The word "clicks" occurs in some of the lines below; copy each of those lines.

═════ Excerpted data

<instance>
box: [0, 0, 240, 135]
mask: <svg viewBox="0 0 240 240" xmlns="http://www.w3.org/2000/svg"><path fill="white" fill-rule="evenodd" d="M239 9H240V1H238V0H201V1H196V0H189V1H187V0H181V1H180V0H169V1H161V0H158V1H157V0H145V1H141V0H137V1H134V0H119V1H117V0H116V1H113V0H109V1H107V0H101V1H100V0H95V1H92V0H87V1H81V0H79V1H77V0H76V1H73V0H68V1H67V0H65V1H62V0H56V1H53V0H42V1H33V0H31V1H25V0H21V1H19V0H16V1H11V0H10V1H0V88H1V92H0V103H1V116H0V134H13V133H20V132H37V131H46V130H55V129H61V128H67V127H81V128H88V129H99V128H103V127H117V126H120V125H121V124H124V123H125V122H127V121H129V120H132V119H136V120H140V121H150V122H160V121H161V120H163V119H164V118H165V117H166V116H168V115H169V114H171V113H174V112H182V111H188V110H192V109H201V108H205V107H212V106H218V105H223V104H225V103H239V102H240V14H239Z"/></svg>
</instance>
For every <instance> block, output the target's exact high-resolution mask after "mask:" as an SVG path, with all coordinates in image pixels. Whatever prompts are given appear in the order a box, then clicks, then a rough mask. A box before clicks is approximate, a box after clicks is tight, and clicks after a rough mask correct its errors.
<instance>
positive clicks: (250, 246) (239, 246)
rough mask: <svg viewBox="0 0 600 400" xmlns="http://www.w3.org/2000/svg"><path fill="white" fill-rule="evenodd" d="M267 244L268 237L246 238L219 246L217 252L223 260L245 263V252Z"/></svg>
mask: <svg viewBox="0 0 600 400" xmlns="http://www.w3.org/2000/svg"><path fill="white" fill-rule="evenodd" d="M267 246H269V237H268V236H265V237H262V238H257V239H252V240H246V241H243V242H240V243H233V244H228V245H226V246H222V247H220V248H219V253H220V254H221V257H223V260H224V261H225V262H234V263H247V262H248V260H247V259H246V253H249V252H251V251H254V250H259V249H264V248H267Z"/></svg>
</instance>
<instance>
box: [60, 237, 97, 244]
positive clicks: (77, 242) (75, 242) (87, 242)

══════════

Reply ->
For every <instance> block, output the target's exact high-resolution mask after "mask:" as an SVG path, with all coordinates in image pixels. Whatever prompts are given appear in the order a box, then clicks, then a rough mask. A box before clicks is approximate, a box after clicks is tight, and clicks after a rough mask correct its errors.
positive clicks: (250, 246) (239, 246)
positive clicks: (77, 242) (75, 242) (87, 242)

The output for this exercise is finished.